▶ Page text:

[Start of section]

Those within the Duchenne Community will likely already be aware of the new brand, World’s Strongest Boys, created by Duchenne charity, Duchenne UK. But for those who aren’t, The World’s Strongest Boys campaign is designed to help raise awareness of the condition and to draw attention to the strong defiant spirit of boys with Duchenne despite their physical weaknesses.
My boys’ Strongest Boys t-shirts arrived today and got me thinking about how each of them really is the World’s Strongest Boy for very different reasons.
While Luke is clearly physically weaker than Coen, his sheer determination and will to do whatever he chooses is truly awe inspiring. To see the effort he puts in to climbing stairs, getting up from the floor, running, squeezing the play dough from his dough bakery set, and all with a smile on his face, would put any athlete to shame. Not because he can do what seems like regular things but because to him those regular things feel like what pulling a lorry or lifting twice your body weight might seem to you or I.
Coen is my other World’s Strongest Boy, because at just shy of 3 years old, he already recognises that his big brother’s needs are different to his. He is the happiest and giddiest little boy I’ve ever met even though he maybe doesn’t get the attention he should and even though he has to walk when his legs are tired because Luke’s are tired too, and even though I try, I can’t carry both of them together for very far and sometimes it just isn’t safe to do so.
Both my boys show strength in their understanding that mummy is often distracted. Sometimes the worry of raising a life limited child can be all consuming meaning that coincidentally countless hours are spent worrying, researching, fundraising, campaigning and awareness building, trying to buy time. But they never bat an eyelid, they just go with it. My boys are my heroes and more worthy of a medal than any strong athlete picking up medals in Rio this Summer.
And what’s more, as they continue to grow, so too will their strength. Luke will have to persevere through the inevitable decline that is coming. He will not be able to do all the things his friends will do. For him walking and running will be just a memory. He will have hospital appointment after hospital appointment. He will, hopefully, take part in clinical trials that will help to create a better understanding of his condition for the boys that come after him. He will struggle to sit up straight. His arms and hands will give out on him. And he will struggle to breathe on his own. But knowing his character, he will smile through it all and live his life to the fullest. His strength will keep me and everyone else who loves him going. If that isn’t worthy of a World’s Strongest Boy title, then I don’t know what is.
And Coen will make so many sacrifices for the love of his brother as he gets older. He will sacrifice time with his mum while she tries to meet Luke’s needs. I’ve no doubt there will be times he will stay home with Luke instead of going out with his friends so that his brother doesn’t feel lonely. He will miss running around the house with Luke when Luke is no longer able to do so. He will be his brothers best friend and confidante and will feel the hidden anguish that Luke may sometimes feel but will never tell his mum. But what will make him especially strong is that he will one day realise that Luke’s life will be short and he will have to find his own way to deal with that, and then one day, he will have to face the future without his only brother. I know that feeling, and it’s the hardest in the world. But my boy is made of tough stuff and another worthy World’s Strongest Boy title contender.
I’m the luckiest mummy in the whole wide world!

[End of section]

[Dataset items]
[Start of section]

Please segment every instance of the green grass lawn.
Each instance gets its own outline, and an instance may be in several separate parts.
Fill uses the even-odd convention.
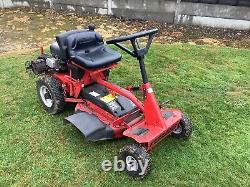
[[[188,141],[168,137],[153,151],[143,181],[103,172],[130,140],[91,143],[63,124],[73,113],[48,115],[35,79],[24,70],[36,54],[0,59],[0,186],[249,186],[250,51],[214,46],[154,45],[146,66],[160,102],[193,121]],[[134,59],[123,56],[111,80],[125,86],[141,78]]]

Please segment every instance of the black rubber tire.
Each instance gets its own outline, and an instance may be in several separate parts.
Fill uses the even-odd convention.
[[[46,86],[51,94],[52,99],[52,106],[48,107],[44,104],[41,95],[40,95],[40,88],[42,86]],[[63,94],[63,88],[61,84],[53,77],[50,76],[43,76],[36,82],[36,88],[37,88],[37,95],[39,98],[39,101],[43,105],[44,109],[50,113],[50,114],[58,114],[62,112],[65,108],[65,101],[64,101],[64,94]]]
[[[139,163],[140,161],[143,164],[143,166],[145,166],[145,164],[147,163],[147,168],[145,169],[145,172],[141,173],[142,170],[140,168],[140,165],[138,165],[137,171],[130,171],[126,165],[127,156],[132,156],[137,161],[137,163]],[[119,159],[125,163],[126,173],[136,180],[145,178],[145,176],[151,170],[152,163],[150,155],[147,152],[147,150],[144,147],[140,146],[139,144],[131,143],[124,146],[122,149],[120,149]]]
[[[192,123],[190,121],[190,119],[187,117],[187,115],[183,114],[182,115],[182,119],[179,123],[179,127],[180,128],[180,132],[172,132],[172,136],[175,138],[179,138],[179,139],[187,139],[191,136],[192,134]]]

[End of section]

▶ Assigned task:
According to the page text, which charity created the World's Strongest Boys brand?

▶ The completed task:
Duchenne UK